Short exercise:
Starting at the line with "the tower spire" in it, reproduce each line below through the last one, exactly, and include nothing else.

A block of data
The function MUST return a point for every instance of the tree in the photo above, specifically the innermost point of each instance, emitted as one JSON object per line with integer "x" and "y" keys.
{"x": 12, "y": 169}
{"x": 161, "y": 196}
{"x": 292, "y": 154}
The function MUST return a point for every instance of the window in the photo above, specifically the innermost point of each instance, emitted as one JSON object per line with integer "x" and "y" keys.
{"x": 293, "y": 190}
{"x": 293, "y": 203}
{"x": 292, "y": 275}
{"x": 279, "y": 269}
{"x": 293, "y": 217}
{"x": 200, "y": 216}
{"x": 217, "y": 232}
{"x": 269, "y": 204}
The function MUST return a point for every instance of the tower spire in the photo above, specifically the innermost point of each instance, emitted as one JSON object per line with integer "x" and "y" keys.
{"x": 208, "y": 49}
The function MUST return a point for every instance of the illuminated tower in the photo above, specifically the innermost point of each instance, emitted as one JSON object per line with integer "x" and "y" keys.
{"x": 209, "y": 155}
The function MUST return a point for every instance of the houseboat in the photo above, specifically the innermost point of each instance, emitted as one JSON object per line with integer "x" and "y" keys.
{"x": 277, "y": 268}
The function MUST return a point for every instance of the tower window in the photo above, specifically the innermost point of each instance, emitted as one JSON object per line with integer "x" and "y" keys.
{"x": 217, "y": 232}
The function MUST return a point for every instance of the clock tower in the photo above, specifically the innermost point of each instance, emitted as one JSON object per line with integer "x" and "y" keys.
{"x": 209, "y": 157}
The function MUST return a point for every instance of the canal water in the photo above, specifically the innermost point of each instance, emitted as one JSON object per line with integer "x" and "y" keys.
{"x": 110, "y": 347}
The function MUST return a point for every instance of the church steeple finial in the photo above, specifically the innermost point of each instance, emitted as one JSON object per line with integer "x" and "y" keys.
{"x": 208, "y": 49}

Finished exercise:
The function MUST return a point for every instance of the tower spire in the photo above, specifically the innermost point of each instance, emitted as one JSON object per line with integer "x" and "y" keys.
{"x": 208, "y": 49}
The function MUST return a point for every instance of the illuminated tower in the photo above, specifically the innermost point of each instance, emitted as one JSON object per line with integer "x" and "y" keys.
{"x": 209, "y": 155}
The function MUST return a point for every instance of the houseboat in the photo above, specifically the innermost point of each instance, emitted as one JSON object per line with integer "x" and "y" keys.
{"x": 277, "y": 268}
The function MUST return a point for every instance of the tower window in the photo above, specifically the innermost point of each instance, emitted as one JSON object per line with integer "x" and "y" keys.
{"x": 217, "y": 232}
The function MUST return a point for every instance of the clock tower in the photo above, specifically the innermost point of each instance, emitted as one JSON object per line with integer "x" and "y" keys.
{"x": 209, "y": 157}
The function MUST return a point for every instance of the canal water in the photo above, specifically the innermost point of each instance, emitted as one JSON object per line with integer "x" and "y" keys.
{"x": 110, "y": 347}
The function MUST return a point for every instance of the church steeple finial in the photo above, specifically the innermost point of each instance, emitted as one JSON object per line with integer "x" and "y" keys.
{"x": 208, "y": 49}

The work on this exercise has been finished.